Problem description:
Begin at the top of the records below and print each line exactly until the line containing "of the shrub." has been printed; any pictures are to be left out.

Natural-language object grounding data:
────────────────────

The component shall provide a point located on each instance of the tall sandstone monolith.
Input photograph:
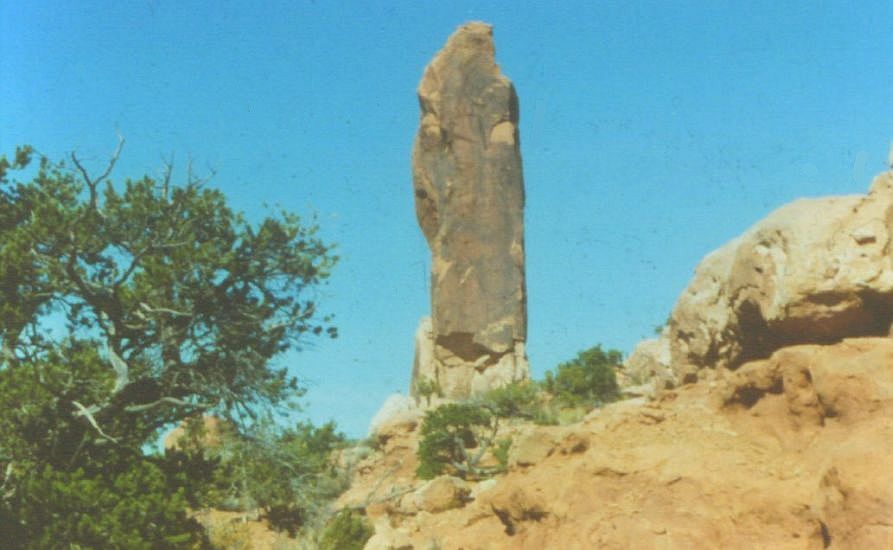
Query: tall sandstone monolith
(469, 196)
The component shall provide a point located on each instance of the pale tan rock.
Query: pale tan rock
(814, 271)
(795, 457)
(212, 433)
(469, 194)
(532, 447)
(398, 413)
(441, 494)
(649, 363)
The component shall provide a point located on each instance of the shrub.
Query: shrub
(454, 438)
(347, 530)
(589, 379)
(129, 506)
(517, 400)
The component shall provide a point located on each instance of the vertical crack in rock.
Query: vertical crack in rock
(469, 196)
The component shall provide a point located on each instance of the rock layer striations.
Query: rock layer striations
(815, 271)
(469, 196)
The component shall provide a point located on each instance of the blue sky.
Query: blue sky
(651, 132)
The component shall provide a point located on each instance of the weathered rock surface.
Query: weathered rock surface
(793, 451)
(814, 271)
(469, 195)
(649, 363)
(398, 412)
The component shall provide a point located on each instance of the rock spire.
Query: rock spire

────────────────────

Response:
The component shall provide a point located on each instance of the tall sandstone monolith.
Input photograph:
Query: tall sandstone monolith
(469, 196)
The component shall provide a point located on each instance of the pale tan rock.
Query: pale tan rock
(814, 271)
(795, 457)
(212, 433)
(469, 194)
(532, 447)
(398, 413)
(441, 494)
(649, 363)
The component shall provide a point located on each instance of the shrub.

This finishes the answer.